**WORK TO BE COMPLETED**
In the records below, locate each line that contains the word "black" and copy those lines out. Case counts.

**AVAILABLE DATA**
'''
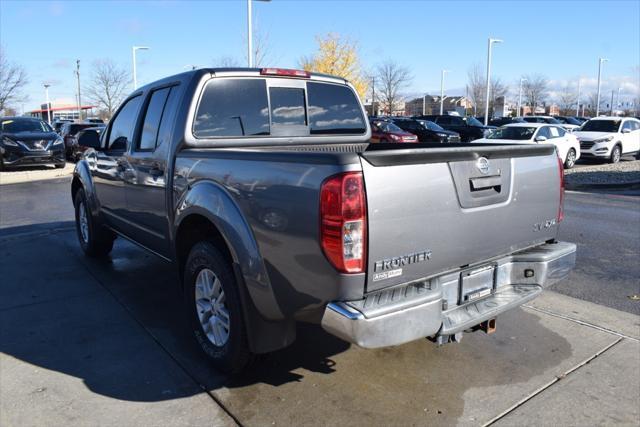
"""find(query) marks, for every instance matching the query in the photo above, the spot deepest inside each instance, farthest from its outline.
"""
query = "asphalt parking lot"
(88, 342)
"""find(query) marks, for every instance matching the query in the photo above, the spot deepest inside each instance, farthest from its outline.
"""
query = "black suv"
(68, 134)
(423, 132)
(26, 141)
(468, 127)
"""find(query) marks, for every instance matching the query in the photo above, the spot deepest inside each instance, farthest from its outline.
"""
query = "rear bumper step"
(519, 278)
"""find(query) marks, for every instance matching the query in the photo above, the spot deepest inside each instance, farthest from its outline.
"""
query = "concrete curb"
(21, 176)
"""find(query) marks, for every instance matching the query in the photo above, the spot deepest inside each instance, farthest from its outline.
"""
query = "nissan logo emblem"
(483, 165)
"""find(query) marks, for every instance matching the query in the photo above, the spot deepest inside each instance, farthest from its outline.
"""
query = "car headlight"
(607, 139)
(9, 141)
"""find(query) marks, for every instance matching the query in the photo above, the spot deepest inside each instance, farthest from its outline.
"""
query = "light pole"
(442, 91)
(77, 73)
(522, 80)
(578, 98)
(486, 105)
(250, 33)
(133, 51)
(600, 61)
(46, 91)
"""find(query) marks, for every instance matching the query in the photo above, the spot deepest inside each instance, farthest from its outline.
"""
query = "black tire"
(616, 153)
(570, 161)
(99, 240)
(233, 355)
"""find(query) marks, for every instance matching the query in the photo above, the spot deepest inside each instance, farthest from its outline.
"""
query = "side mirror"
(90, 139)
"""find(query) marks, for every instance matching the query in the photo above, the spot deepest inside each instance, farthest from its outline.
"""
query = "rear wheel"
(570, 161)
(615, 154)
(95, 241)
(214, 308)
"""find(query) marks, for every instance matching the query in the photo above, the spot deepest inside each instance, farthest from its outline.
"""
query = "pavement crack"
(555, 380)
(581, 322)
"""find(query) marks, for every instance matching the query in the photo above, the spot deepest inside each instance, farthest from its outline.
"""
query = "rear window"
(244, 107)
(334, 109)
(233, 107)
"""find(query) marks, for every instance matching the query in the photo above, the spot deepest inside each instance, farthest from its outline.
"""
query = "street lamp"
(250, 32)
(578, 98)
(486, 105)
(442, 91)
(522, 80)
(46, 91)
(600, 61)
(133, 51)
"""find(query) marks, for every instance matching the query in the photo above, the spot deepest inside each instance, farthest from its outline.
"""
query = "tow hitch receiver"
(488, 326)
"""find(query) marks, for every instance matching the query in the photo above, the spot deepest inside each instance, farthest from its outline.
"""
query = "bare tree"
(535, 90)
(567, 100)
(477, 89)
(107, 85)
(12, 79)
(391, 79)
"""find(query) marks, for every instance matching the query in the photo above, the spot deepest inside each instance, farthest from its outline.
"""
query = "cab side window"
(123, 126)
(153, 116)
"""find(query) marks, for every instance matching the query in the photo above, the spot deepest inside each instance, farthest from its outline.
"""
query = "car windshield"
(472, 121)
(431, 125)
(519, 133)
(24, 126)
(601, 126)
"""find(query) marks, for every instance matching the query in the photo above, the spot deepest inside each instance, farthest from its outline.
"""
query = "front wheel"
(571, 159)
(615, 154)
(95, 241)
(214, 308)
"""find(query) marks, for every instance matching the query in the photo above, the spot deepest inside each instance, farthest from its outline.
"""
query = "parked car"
'''
'''
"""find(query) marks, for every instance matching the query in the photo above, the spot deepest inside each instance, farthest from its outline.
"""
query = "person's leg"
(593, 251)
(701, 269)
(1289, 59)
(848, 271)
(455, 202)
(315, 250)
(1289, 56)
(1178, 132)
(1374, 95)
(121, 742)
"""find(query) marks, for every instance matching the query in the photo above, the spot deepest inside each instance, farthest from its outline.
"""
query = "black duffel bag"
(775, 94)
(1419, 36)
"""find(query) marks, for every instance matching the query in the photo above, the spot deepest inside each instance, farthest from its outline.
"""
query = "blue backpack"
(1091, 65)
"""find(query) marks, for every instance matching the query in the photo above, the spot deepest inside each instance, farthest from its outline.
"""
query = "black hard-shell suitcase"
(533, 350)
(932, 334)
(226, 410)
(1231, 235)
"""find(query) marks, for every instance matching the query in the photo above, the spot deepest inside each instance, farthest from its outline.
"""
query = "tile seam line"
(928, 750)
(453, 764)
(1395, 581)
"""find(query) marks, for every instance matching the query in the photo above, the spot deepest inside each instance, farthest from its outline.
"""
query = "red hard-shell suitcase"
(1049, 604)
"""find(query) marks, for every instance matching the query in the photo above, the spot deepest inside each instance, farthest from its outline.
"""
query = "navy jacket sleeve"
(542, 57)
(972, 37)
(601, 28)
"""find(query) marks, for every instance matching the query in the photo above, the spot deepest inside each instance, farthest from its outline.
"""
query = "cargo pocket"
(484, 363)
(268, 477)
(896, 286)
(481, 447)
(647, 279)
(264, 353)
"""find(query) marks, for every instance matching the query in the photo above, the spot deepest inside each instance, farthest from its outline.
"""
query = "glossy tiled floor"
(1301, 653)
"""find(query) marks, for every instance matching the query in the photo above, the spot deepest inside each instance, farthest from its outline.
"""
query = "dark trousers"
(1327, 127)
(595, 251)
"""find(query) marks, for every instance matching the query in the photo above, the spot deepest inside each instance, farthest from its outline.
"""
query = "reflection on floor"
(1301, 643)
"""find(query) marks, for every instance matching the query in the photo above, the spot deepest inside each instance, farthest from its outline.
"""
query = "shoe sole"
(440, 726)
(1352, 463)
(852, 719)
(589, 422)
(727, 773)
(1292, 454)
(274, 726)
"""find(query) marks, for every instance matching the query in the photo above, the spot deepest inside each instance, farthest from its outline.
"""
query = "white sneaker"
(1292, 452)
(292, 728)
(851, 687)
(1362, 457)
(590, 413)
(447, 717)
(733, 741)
'''
**THE SOLUTION**
query = "black suv"
query = "black tire"
query = "black duffel bag"
query = "black hard-shell suitcase"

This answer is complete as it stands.